(Coordinate annotation entries)
• • •
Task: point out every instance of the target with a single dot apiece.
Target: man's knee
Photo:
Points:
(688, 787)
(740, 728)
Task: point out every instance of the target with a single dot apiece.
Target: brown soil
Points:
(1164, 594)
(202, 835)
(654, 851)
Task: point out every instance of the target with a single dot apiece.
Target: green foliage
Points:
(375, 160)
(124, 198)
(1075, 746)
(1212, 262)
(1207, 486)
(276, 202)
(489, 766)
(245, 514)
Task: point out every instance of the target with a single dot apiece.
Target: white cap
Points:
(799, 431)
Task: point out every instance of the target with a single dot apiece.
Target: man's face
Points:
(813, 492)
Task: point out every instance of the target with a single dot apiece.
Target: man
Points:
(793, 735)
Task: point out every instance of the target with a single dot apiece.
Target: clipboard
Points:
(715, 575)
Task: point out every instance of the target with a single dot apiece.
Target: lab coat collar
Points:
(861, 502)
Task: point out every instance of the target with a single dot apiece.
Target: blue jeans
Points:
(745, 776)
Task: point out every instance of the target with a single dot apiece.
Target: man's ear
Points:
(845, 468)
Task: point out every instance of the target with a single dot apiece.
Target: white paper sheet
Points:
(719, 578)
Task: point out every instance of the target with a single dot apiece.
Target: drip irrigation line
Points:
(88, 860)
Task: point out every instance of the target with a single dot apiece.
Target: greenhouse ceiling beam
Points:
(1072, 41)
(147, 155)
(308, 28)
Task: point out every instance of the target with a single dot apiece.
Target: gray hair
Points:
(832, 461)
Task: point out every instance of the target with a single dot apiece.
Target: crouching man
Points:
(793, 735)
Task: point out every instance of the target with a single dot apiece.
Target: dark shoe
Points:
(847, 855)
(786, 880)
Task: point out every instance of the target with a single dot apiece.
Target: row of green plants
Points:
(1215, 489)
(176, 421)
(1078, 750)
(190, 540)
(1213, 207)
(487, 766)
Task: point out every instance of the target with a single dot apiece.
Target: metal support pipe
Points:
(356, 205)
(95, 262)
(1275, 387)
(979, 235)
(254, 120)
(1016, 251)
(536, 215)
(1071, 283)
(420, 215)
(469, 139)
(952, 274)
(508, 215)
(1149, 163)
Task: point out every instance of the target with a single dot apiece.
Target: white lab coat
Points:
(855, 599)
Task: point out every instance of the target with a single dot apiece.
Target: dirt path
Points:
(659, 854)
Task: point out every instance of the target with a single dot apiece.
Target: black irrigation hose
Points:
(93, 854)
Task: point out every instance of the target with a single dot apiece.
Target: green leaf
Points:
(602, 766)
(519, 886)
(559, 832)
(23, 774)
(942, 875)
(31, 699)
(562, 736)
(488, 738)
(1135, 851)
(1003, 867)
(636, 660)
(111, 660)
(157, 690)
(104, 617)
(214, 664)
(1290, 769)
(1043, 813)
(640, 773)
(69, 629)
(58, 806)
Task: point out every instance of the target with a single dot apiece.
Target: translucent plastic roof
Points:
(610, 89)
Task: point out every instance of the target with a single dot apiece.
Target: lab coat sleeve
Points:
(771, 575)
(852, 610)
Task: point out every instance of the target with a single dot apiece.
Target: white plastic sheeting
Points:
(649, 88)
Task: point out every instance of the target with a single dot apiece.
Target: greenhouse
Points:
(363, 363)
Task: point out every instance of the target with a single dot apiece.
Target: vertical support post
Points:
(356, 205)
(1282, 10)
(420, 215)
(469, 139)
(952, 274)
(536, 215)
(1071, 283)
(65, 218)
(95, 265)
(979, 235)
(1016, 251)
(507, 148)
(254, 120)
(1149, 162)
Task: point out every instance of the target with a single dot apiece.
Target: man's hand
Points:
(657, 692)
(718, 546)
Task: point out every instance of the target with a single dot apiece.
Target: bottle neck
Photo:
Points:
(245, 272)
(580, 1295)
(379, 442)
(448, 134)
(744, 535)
• • •
■ Required task ■
Every line above needs to be retyped exactly.

■ Answer to this exercise ■
Task: point out every instance of the target with a single dot apiece.
Target: man's knee
Photo:
Points:
(688, 787)
(740, 728)
Task: point out every instance of the target with a single dot apiece.
Target: brown soil
Points:
(1164, 594)
(202, 835)
(654, 851)
Task: point out every instance of the target with a single dot apiece.
Target: green foliage
Points:
(375, 160)
(124, 198)
(1075, 746)
(1212, 262)
(1207, 486)
(276, 202)
(489, 766)
(245, 514)
Task: point out every instance of the target with a single dot apiece.
Target: white cap
Points:
(799, 431)
Task: point out every instance of the target with a single dot apiece.
Target: man's face
Points:
(813, 492)
Task: point out every instance of the target with a single dot apiece.
Target: man
Points:
(793, 735)
Task: point out every instance of the target with a single dot apiece.
Target: clipboard
Points:
(715, 575)
Task: point out every instance of the target with a single dot apiece.
Target: lab coat collar
Points:
(861, 502)
Task: point out every instance of the target with a single dot apiece.
Target: blue jeans
Points:
(745, 776)
Task: point out every instance of the target with a single dot apiece.
Target: man's ear
Points:
(845, 468)
Task: point out every instance of the target with a single dot apiece.
Target: white paper sheet
Points:
(719, 578)
Task: point out every instance of the target with a single dot apiece.
Target: drip irrigation line
Points:
(88, 860)
Task: point out every instance of the target with a single dot apiece.
Target: greenhouse ceiling beam
Points:
(1072, 41)
(147, 155)
(308, 28)
Task: point out every instance of the target with a single dot apiece.
Target: gray hair
Points:
(832, 461)
Task: point out every instance of the target with a single dot apiece.
Target: crouching man
Points:
(793, 735)
Task: point out every instance of the target with a single dot apiece.
Target: dark shoe
Points:
(847, 855)
(786, 880)
Task: point out every instance of the target with a single dot apiece.
Target: row of green plants
Points:
(1215, 489)
(176, 421)
(1078, 750)
(190, 540)
(1213, 207)
(487, 766)
Task: point out every instance of the target with a single dot apiece.
Target: metal support pipe
Points:
(356, 205)
(95, 262)
(1275, 387)
(979, 235)
(254, 120)
(1016, 251)
(536, 215)
(1071, 283)
(420, 215)
(469, 139)
(952, 274)
(508, 215)
(1149, 163)
Task: point out every instance of the target with a single dot apiece.
Target: white lab coat
Points:
(855, 599)
Task: point out every instance of the target with a single dot apiece.
Target: dirt path
Points:
(659, 854)
Task: point out every instance of the target with a single dot apiece.
Target: black irrigation hose
Points:
(93, 854)
Task: point out every instance of the target with a single dot apiece.
Target: green leaf
Points:
(602, 766)
(519, 886)
(559, 832)
(23, 774)
(942, 875)
(31, 699)
(562, 736)
(488, 738)
(1135, 851)
(1003, 867)
(636, 660)
(111, 660)
(157, 690)
(104, 617)
(214, 664)
(1290, 769)
(1043, 813)
(640, 773)
(69, 629)
(58, 806)
Task: point out every instance of the target with a single dot apiece.
Target: translucent plastic roof
Points:
(610, 89)
Task: point out every instance of the target with a single dot apiece.
Target: lab coat sleeve
Points:
(771, 575)
(852, 610)
Task: point out every instance of the target with a single dot apiece.
Target: white plastic sheeting
Points:
(649, 88)
Task: point out every instance of the target with a single dot apiece.
Target: greenhouse
Points:
(363, 363)
Task: point out every instance of the target with a single dot apiece.
Target: vertical support post
Points:
(356, 205)
(1282, 10)
(420, 215)
(469, 139)
(952, 274)
(536, 215)
(1071, 283)
(65, 218)
(95, 265)
(979, 235)
(1016, 251)
(507, 148)
(254, 120)
(1149, 162)
Task: point out every instance of the target with a single dot apiece.
Target: man's hand
Points:
(657, 692)
(718, 546)
Task: point out every instance of the target with a single dot apiece.
Target: bottle neck
Photo:
Points:
(245, 272)
(580, 1295)
(379, 442)
(448, 134)
(744, 535)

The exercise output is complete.